◆ PROBLEM STATEMENT ◆
Please report each line in the listing below that contains the word "wooden", copying every such line in full.

── DATASET RECORDS

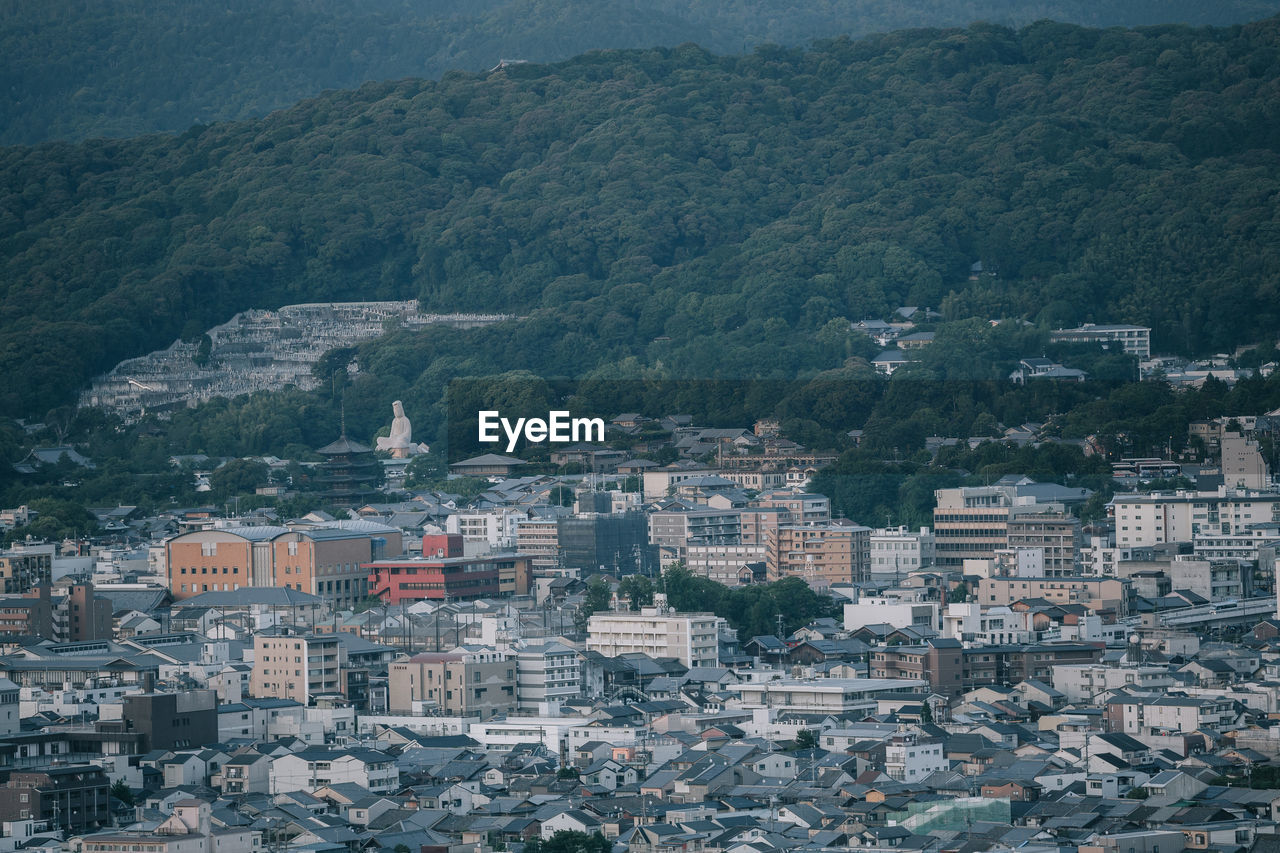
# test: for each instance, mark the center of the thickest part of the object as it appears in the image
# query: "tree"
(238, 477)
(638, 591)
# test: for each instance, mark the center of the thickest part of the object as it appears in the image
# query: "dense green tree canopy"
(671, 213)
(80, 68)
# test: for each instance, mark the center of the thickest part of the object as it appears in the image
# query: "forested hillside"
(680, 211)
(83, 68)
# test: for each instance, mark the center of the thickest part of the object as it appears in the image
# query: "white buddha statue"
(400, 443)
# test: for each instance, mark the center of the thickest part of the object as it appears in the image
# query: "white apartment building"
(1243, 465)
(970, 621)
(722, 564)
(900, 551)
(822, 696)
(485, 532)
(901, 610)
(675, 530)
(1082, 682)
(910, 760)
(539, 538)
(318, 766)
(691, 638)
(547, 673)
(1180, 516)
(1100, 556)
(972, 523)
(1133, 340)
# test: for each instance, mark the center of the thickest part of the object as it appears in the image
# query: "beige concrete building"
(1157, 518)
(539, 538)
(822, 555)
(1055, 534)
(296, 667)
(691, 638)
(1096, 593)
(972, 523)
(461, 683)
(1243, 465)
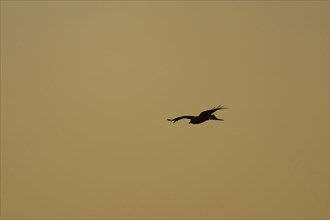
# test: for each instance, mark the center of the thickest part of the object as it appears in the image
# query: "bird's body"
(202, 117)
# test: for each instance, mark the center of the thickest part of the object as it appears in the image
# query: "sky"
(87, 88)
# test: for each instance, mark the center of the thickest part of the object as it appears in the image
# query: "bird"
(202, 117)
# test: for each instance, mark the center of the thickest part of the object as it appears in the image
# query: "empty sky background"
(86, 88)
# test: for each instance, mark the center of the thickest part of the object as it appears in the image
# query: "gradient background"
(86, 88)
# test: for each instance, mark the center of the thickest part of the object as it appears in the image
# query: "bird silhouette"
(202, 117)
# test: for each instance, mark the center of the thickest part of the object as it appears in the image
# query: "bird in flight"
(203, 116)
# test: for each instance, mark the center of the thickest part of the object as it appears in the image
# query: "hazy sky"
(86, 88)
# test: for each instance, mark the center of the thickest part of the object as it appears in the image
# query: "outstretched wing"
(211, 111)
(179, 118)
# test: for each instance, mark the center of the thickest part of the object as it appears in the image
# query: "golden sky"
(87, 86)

────
── DATASET RECORDS

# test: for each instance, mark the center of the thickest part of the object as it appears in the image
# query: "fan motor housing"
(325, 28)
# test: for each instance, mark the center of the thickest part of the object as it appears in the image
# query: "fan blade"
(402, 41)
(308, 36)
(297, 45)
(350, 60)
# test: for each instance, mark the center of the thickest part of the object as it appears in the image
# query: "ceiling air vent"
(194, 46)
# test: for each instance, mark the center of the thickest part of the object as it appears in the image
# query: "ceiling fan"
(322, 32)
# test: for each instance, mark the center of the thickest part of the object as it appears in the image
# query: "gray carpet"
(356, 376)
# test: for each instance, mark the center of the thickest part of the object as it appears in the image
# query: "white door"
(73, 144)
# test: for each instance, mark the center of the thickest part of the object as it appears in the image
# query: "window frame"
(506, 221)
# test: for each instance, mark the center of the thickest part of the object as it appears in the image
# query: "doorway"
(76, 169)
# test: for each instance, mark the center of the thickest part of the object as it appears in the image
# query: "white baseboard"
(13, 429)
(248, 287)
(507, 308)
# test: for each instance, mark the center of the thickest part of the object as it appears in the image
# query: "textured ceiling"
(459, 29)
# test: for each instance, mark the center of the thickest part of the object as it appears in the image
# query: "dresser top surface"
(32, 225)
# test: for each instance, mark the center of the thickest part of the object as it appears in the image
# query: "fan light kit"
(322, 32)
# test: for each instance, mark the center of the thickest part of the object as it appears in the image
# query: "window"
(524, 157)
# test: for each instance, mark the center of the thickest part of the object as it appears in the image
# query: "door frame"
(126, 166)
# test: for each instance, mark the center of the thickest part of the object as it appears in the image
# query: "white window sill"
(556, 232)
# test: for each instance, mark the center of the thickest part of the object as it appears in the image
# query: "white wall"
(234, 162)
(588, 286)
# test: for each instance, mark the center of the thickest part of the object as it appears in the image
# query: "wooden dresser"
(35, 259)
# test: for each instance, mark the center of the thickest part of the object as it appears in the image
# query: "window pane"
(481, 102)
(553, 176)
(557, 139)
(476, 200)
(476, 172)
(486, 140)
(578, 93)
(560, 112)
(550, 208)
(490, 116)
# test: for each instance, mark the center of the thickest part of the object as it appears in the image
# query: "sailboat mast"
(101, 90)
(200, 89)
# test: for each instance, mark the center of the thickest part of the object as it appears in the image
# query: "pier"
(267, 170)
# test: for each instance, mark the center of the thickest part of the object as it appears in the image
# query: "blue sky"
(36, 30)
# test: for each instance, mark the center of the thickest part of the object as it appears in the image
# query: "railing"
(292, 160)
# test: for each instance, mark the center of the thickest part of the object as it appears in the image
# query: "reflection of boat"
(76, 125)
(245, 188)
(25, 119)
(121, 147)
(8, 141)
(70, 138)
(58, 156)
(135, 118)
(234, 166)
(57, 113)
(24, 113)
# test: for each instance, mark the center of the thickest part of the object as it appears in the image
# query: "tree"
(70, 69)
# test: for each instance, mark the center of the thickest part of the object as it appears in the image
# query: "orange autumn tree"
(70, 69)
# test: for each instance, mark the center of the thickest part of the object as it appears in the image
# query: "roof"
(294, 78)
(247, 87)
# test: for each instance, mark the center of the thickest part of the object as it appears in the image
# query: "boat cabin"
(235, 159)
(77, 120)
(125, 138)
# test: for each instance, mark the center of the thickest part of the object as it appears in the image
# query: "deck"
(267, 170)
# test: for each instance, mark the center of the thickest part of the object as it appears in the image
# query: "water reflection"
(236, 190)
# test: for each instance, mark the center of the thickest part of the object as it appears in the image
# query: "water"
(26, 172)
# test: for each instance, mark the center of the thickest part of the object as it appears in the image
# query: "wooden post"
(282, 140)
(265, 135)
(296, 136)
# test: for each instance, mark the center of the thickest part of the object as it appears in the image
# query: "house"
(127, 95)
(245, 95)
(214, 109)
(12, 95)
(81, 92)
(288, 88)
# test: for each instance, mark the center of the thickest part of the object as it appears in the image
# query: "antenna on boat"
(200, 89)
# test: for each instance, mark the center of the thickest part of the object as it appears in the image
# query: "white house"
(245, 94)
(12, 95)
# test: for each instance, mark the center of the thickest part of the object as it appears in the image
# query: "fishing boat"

────
── DATASET RECORDS

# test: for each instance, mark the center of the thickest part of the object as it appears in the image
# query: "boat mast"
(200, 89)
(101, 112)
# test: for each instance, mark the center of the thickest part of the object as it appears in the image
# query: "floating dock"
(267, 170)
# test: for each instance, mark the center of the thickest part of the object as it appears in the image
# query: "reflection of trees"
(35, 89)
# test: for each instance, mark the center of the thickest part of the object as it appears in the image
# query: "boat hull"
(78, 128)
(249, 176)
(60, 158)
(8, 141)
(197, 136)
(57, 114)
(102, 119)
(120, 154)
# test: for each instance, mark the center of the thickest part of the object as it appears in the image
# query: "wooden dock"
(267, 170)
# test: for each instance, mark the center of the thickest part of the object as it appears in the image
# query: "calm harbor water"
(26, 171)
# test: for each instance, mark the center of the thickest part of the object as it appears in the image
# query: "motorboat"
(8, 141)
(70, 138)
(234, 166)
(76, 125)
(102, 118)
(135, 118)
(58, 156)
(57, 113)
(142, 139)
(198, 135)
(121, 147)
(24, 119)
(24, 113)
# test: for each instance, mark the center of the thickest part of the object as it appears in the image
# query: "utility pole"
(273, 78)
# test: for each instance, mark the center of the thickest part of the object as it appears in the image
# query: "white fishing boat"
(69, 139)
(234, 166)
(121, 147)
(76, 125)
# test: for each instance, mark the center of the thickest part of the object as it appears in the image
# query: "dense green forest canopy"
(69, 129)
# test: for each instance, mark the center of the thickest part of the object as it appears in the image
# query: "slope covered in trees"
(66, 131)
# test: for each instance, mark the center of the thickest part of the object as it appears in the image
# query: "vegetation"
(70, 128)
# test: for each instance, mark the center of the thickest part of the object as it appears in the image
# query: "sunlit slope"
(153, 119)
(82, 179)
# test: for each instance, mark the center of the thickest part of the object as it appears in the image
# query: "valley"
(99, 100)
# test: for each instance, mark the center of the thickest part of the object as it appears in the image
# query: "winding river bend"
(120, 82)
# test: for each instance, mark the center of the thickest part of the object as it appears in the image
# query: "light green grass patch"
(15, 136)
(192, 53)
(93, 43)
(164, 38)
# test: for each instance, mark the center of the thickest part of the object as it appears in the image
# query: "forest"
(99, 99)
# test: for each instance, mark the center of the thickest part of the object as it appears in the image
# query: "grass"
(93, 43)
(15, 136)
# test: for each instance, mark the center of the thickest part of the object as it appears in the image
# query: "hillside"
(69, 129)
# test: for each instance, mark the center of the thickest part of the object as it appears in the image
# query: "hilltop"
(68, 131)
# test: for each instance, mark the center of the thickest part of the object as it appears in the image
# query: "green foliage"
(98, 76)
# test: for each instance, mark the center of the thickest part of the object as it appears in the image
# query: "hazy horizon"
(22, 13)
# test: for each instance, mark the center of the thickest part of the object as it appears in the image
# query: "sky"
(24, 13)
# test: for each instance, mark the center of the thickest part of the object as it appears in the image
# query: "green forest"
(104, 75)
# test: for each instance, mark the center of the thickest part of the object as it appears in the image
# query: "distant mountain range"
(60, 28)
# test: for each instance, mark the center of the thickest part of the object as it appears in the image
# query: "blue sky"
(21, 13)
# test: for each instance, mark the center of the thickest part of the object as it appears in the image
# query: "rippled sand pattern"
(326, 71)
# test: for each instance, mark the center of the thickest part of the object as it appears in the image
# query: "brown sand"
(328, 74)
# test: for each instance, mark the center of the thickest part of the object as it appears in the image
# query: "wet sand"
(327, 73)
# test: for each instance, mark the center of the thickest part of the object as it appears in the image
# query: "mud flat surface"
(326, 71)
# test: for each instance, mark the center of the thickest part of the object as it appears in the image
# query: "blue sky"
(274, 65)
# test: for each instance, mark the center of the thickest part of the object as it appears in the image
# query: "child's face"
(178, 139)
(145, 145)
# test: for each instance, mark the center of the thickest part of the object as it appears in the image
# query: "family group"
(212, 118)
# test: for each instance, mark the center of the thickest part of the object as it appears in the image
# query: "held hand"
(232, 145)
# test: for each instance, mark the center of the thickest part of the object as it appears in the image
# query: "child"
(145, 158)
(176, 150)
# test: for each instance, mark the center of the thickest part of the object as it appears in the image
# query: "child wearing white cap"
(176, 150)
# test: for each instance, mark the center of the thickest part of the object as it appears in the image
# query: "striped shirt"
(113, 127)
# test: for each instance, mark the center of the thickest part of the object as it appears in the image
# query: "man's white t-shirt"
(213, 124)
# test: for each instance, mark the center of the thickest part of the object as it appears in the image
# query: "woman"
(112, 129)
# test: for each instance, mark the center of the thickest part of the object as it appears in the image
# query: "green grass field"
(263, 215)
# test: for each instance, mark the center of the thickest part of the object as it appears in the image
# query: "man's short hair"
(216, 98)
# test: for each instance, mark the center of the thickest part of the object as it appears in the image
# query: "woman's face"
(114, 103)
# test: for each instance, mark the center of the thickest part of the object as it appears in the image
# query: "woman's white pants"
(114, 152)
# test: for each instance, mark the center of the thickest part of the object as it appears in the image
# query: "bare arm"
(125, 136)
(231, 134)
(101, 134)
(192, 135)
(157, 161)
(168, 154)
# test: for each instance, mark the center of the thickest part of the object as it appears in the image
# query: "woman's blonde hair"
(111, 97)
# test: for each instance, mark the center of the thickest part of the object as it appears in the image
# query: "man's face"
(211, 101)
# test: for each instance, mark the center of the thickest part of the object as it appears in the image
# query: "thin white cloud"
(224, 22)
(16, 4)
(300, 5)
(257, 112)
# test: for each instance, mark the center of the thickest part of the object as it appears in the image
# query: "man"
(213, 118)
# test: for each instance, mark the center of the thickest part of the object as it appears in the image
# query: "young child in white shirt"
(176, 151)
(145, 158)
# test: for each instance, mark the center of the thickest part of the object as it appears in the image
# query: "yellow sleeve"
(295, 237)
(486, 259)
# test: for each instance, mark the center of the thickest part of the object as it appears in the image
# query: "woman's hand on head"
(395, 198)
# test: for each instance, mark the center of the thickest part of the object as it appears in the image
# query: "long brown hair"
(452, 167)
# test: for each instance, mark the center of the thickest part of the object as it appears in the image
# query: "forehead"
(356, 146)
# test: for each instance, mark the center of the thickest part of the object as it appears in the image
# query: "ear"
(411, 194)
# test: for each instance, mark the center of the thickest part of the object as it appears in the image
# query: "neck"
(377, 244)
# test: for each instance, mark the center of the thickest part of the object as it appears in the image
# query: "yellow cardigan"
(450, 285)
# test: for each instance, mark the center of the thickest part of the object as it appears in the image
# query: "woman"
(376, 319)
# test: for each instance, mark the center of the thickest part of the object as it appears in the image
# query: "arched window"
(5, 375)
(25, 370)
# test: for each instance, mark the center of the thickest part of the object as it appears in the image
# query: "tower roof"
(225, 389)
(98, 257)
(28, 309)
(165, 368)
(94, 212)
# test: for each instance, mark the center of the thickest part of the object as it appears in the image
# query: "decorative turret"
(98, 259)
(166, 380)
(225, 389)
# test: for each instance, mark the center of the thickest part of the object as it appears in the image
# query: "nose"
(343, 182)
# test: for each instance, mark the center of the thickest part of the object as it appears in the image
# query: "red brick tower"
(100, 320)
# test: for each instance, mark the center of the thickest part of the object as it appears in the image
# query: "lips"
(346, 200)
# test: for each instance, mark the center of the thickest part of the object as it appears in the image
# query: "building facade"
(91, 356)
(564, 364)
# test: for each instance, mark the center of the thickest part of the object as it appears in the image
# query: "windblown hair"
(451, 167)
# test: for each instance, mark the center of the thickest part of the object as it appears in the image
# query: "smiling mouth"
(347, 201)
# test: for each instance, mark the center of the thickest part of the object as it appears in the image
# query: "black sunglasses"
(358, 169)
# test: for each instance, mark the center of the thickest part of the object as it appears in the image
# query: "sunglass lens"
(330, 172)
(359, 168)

────

◆ TASK SOLUTION ◆
# query: "wooden dresser"
# query: "wooden post"
# query: "wooden dock"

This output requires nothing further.